• TASK INSTRUCTIONS
Gather every line below that contains the string "target" and copy each one out in full.

• RECORDS FOR THE TASK

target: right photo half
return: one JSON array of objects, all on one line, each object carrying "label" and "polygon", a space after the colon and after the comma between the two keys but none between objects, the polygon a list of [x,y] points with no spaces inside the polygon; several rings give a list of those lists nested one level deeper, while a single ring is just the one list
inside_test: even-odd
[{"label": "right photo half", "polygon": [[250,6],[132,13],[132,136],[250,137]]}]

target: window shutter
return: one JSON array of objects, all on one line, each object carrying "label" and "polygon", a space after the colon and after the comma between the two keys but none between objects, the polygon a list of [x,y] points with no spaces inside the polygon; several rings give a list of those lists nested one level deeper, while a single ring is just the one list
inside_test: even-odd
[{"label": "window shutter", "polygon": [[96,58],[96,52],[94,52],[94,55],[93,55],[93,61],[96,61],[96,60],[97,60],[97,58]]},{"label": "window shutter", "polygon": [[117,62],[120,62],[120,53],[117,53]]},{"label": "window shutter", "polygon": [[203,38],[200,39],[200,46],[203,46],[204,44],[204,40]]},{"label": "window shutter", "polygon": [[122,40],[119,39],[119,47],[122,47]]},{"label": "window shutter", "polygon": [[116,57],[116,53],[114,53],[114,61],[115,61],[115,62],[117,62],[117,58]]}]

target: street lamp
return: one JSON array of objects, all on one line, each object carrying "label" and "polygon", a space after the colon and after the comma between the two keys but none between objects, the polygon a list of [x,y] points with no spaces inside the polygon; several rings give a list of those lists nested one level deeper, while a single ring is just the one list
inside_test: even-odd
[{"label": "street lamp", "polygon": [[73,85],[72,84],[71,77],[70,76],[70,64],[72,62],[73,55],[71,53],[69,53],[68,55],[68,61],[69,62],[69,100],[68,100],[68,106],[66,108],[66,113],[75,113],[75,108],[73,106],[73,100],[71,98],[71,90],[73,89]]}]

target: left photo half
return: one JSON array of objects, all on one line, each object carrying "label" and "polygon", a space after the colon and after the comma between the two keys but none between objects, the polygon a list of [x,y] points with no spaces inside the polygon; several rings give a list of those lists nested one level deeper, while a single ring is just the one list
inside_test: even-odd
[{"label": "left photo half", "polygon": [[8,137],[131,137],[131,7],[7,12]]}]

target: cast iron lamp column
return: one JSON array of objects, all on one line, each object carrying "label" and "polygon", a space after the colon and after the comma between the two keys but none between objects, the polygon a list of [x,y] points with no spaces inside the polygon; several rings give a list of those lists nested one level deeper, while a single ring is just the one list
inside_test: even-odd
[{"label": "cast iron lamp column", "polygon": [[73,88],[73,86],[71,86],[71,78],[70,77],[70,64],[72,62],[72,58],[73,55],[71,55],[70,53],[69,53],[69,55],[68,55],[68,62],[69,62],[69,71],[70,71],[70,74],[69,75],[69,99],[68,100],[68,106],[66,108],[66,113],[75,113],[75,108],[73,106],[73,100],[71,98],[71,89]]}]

• COMPLETE OUTPUT
target: right photo half
target: window shutter
target: street lamp
target: left photo half
target: cast iron lamp column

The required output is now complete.